Start of Provided entries

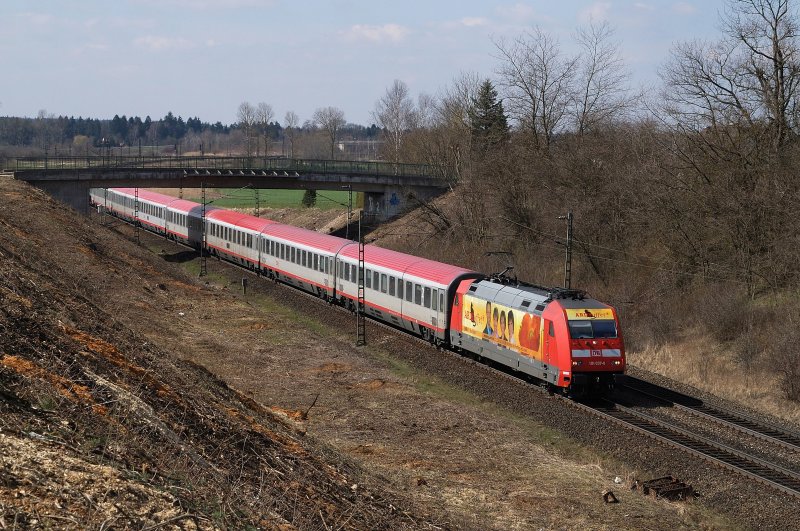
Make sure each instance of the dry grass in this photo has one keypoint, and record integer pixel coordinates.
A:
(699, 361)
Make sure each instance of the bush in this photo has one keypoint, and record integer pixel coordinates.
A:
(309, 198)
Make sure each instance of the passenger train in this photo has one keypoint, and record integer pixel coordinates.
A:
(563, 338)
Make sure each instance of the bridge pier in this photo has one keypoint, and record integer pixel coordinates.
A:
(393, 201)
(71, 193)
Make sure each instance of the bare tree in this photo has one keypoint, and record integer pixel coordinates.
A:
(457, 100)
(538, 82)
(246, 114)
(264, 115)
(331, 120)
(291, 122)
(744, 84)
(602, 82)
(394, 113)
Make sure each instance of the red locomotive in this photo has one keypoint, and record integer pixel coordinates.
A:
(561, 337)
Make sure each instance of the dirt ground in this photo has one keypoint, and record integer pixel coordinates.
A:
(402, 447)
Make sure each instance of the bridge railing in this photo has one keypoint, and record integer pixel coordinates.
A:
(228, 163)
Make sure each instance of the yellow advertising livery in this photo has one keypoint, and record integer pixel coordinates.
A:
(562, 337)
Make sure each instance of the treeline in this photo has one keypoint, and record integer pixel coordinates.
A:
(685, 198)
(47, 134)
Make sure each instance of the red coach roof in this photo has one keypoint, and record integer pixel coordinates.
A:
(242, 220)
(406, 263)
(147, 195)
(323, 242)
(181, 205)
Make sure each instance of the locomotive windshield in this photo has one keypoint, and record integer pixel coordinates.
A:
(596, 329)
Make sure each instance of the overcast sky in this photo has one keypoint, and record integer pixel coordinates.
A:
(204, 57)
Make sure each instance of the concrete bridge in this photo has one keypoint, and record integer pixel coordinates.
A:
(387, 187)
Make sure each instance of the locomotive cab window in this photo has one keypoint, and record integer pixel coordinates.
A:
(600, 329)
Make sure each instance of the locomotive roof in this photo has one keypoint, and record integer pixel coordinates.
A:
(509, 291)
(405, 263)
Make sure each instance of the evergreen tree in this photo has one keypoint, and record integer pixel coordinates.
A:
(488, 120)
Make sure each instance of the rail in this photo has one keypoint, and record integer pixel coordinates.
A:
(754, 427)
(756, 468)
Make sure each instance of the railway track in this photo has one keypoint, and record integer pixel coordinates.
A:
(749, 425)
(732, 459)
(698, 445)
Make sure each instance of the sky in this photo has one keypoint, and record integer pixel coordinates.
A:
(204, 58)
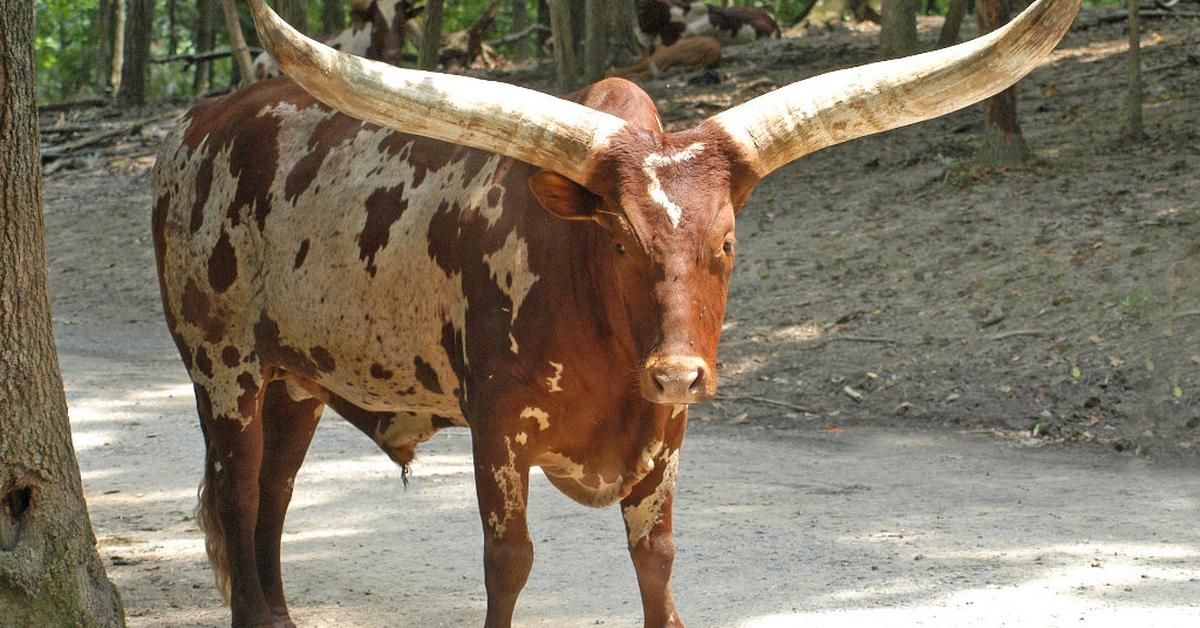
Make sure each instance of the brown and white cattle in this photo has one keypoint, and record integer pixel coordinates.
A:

End of Provided entries

## Task directions
Start with the first line of the records above and end with the line containing "Make sure each instance of the treeline". Output those lines exactly, pictures excluded.

## Worked solution
Make sure each instance of the dry grass in this photo has one keypoint, and record integer pixel coordinates.
A:
(699, 361)
Make sure each instance of the bush in this photo has one keypoint, and record integer pixel coordinates.
A:
(309, 198)
Make sure each instance of the passenger train in this photo has one keypoint, and record integer pixel coordinates.
A:
(563, 338)
Make sure each instance of the bridge pier in this photo has one keypoint, and record integer pixel coordinates.
A:
(393, 201)
(71, 193)
Make sure each instance of the bare tree in this photo has one keypoint, and record integer pixel coordinates.
A:
(457, 100)
(538, 82)
(246, 114)
(264, 115)
(331, 120)
(291, 122)
(744, 84)
(602, 82)
(394, 113)
Make sure each instance of the red locomotive in this photo has one keypoint, and record integer pixel coordinates.
A:
(561, 337)
Make sure each instance of the dirt ground in this photo has one keypoint, and record integer pixel coordinates.
A:
(402, 447)
Make sure each instance of the bridge railing in this photo has one keypoint, and record integer pixel coordinates.
A:
(228, 163)
Make sure each instance of the yellow advertising livery in this photo has one keypoint, and record integer pixel coordinates.
A:
(562, 337)
Make sure each instance of the treeline in this photo has one keypoint, and record integer pixel coordinates.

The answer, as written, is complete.